▸ **Selected excerpt**:
──────────────────────────────

I think that fear is generally a non-productive emotion to have with regards to a business. That said, to the extent that there is a risk involved with AR, the risks which I spent the most time controlling for are "What happens if this very mission-critical service goes down hard and we don't learn about that immediately? What happens if we lose data? What happens if we have a reportable breach under the HIPAA rules?"
The answers to these questions are rather boring: after you know your risks, you control them. I put substantial efforts into making the service robust and improving our monitoring infrastructure so that it fails loud rather than failing quiet. We have backups for the data, both within our own infrastructure and elsewhere (shoutout for Tarnsap, the only encrypted backup provider worth mentioning). I spent adequate time securing the system and understanding the consequences of the HIPAA rules, and then pay Warren Buffet a meaningful amount of money to shift the tail risk of a breach to one of his insurance companies.
With regards to Appointment Reminder, a major advantage is having run a spiritually similar business before, which meant that to the limited extent I was willing to do hard work in the business the hard work went to things which directly affect success (development, sales, etc) and not towards learning how to do things which are necessary but which don't directly cause success (bookkeeping, server administration, etc).
Ship. Ship. SHIP. The overwhelming failure case among people who read interviews like this one is that they spend 98 units of effort reading about running a business for every 2 units of effort running a business. Flip that on its head.
There was no one in the world less qualified to build a software business than I was when I started. The degree of unqualified started to go down precipitously after I already had a business in the market and was working on it, even though that business was a tiny hobby when I started.
Talk to customers. Build things. Ask customers to buy them. Repeat until you achieve your goals for the business.
I write a lot at the Kalzumeus Blog and on Hacker News as patio11. Rather little of it is directly related to Appointment Reminder. You can find AR here.
You can also leave a comment below, and I'll try to get back to you!
First Congrats, people forgot that it's extremely difficult to ship something that customers will use and pay for! Great success! I am building something similar for a specific niche in the EU focusing on WhatsApp only. One question for you, don't you think that niching down will bring you more cash (long term)? Meaning as you work with health professionals, why you don't focus solely on them? Plus you have a big advantage as you are HIPAA compliant. What are your thoughts on that?
This is excellent writeup thanks.
Awesome - great site. It reminds me of workflows and lead gen systems for creating reminders for salespeople to do follow-up emails and phone calls.
I noticed however your site could be optimized for page speed and content delivery. Have you ever thought about making a pass on improving the overall footprint of https://www.appointmentreminder.org? I run a web software consulting shop and would be delighted to hop on a free scoping call.
@patio11 this is a great story and very inspiring! You said that you wanted to utilize the Twilio API in the small business market but how did you decide on the service industry? I have a similar idea (using software to help insurance brokers remind customers that their policy is about to be up) but need to figure out how to validate. Thanks again for your inspiration!
That's a cool idea.. send a text with a link to a calendar to set appointment time for your rep to call you type thing.

──────────────────────────────

▸ **Requirement A**: Return the part of the Appointment Reminder interview starting with "Ship. Ship. SHIP." and going on through "back to you!".
▸ **Requirement B**: Under what name does the author of the Appointment Reminder interview write on Hacker News?
The material that follows the Appointment Reminder interview comes from a separate source.

▸ **Given data**:
──────────────────────────────

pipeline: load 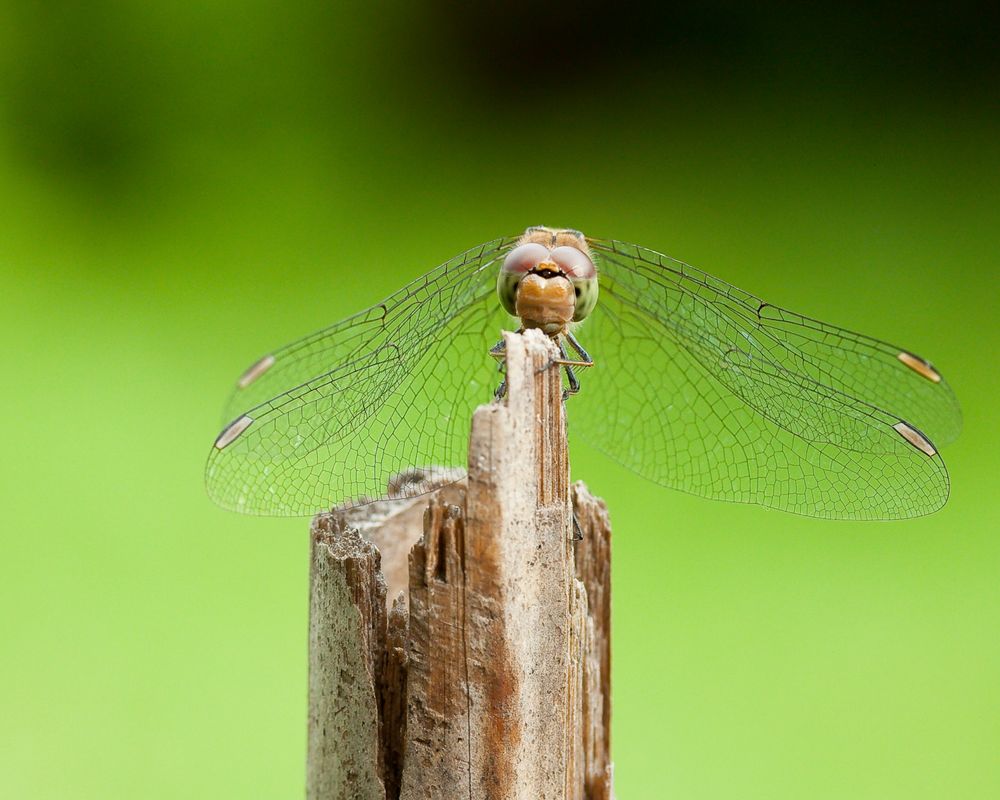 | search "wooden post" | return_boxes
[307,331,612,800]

──────────────────────────────

▸ **Your solution A**:
Ship. Ship. SHIP. The overwhelming failure case among people who read interviews like this one is that they spend 98 units of effort reading about running a business for every 2 units of effort running a business. Flip that on its head.
There was no one in the world less qualified to build a software business than I was when I started. The degree of unqualified started to go down precipitously after I already had a business in the market and was working on it, even though that business was a tiny hobby when I started.
Talk to customers. Build things. Ask customers to buy them. Repeat until you achieve your goals for the business.
I write a lot at the Kalzumeus Blog and on Hacker News as patio11. Rather little of it is directly related to Appointment Reminder. You can find AR here.
You can also leave a comment below, and I'll try to get back to you!

▸ **Your solution B**: patio11